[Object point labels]

--- START ---

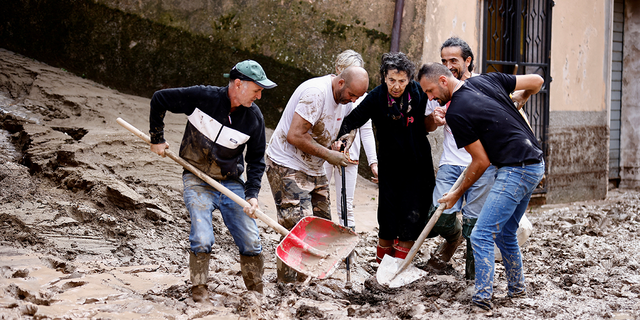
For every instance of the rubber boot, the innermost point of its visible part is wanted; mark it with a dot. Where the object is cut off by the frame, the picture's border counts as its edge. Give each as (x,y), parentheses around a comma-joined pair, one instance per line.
(446,249)
(381,251)
(470,266)
(199,272)
(285,273)
(401,252)
(252,268)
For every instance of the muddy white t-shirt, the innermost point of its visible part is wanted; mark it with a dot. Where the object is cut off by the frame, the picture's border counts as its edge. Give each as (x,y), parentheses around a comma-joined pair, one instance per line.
(451,154)
(313,101)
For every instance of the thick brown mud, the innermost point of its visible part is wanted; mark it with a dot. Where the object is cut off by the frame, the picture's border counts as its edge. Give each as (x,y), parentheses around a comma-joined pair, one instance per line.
(92,226)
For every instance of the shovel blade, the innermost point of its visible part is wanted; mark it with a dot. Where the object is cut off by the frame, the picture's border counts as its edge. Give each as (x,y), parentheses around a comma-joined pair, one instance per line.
(316,246)
(388,268)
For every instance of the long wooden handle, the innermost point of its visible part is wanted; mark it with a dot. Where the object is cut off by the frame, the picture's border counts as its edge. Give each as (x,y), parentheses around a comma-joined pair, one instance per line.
(427,229)
(237,199)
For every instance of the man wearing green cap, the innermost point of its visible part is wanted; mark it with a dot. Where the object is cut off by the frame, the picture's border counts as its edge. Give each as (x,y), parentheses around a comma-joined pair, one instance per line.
(222,122)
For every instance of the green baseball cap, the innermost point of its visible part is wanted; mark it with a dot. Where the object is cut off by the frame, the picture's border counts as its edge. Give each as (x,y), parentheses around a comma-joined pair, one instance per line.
(250,70)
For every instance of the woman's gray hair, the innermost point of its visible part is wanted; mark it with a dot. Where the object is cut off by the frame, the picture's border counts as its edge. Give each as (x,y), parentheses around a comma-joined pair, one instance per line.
(348,58)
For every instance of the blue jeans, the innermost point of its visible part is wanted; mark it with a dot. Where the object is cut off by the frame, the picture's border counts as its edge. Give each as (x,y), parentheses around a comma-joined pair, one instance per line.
(498,222)
(474,196)
(201,200)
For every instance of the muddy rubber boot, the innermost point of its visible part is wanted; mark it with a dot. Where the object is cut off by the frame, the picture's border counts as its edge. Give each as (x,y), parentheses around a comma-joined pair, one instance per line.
(199,271)
(401,252)
(469,266)
(381,251)
(252,268)
(445,250)
(285,273)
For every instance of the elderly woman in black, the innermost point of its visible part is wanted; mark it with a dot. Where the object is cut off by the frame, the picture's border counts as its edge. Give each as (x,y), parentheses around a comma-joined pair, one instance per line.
(406,179)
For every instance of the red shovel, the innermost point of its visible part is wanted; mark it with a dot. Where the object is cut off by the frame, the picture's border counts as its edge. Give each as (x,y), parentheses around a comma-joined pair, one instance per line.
(315,246)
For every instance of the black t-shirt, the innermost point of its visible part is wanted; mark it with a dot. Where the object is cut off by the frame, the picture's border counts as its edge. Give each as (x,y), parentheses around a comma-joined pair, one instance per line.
(481,109)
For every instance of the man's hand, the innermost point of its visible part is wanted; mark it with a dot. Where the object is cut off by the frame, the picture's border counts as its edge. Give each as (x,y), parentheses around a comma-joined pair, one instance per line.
(337,158)
(449,199)
(347,139)
(374,171)
(520,98)
(439,114)
(159,148)
(251,210)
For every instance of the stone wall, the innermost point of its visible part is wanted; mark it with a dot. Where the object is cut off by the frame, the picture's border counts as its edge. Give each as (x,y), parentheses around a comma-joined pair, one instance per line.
(630,113)
(577,157)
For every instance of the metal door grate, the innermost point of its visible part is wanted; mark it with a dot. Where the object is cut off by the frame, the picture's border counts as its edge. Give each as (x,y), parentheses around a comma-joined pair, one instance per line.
(517,40)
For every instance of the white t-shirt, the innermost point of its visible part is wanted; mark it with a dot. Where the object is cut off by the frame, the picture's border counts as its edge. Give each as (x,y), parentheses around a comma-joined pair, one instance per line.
(313,101)
(364,134)
(450,154)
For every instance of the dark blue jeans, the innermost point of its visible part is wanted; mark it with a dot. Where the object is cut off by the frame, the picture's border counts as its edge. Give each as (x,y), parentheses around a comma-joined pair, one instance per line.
(498,223)
(201,200)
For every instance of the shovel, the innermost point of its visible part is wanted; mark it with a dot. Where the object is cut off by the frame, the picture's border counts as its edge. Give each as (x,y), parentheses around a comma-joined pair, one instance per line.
(390,271)
(315,246)
(343,202)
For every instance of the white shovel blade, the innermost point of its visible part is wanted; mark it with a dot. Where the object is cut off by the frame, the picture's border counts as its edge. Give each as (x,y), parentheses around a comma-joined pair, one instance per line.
(388,268)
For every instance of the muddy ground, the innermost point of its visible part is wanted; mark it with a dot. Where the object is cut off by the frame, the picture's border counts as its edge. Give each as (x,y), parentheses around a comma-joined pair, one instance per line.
(92,226)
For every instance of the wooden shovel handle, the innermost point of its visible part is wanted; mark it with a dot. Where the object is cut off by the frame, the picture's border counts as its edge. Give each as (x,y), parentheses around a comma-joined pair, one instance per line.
(237,199)
(427,229)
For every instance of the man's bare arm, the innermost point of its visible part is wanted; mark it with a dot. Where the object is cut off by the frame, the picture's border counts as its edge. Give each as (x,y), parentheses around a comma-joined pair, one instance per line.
(299,137)
(435,119)
(479,163)
(526,85)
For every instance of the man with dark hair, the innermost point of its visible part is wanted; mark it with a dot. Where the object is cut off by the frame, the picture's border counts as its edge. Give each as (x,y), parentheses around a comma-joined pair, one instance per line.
(458,57)
(301,143)
(486,123)
(222,122)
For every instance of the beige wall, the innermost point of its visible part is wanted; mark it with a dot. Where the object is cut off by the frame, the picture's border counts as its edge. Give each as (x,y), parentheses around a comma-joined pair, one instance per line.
(579,56)
(445,19)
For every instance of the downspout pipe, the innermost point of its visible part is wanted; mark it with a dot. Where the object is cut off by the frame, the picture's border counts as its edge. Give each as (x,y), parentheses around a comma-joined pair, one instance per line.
(397,25)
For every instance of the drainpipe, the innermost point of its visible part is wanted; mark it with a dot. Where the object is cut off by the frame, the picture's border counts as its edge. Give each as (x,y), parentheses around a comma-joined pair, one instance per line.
(397,25)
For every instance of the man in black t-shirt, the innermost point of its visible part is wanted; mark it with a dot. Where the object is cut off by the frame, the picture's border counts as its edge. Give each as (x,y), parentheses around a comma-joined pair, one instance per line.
(485,121)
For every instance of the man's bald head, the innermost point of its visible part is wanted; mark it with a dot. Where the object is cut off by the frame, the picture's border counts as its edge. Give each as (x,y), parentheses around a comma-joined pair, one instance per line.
(350,84)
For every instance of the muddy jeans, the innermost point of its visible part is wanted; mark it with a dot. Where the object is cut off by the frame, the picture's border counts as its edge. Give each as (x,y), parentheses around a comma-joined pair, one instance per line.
(473,198)
(201,200)
(498,222)
(297,195)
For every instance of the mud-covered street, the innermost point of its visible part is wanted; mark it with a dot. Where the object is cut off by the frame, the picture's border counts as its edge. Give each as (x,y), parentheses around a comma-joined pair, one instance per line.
(93,226)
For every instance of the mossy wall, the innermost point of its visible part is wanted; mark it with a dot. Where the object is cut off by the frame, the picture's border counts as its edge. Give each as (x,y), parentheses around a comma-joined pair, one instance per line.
(130,53)
(139,47)
(306,34)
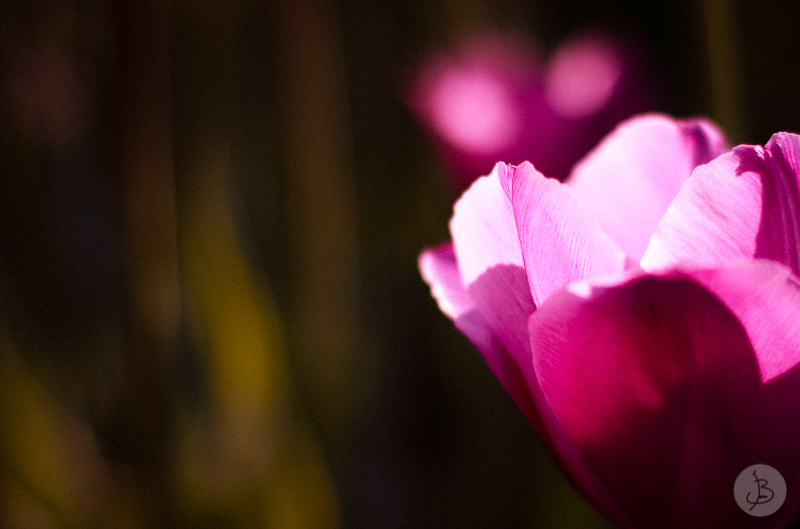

--- END ---

### GIVEN TASK:
How many lines of the data contain the string "wall"? Treat case as significant, and reply with the number alone.

### EXPECTED ANSWER:
3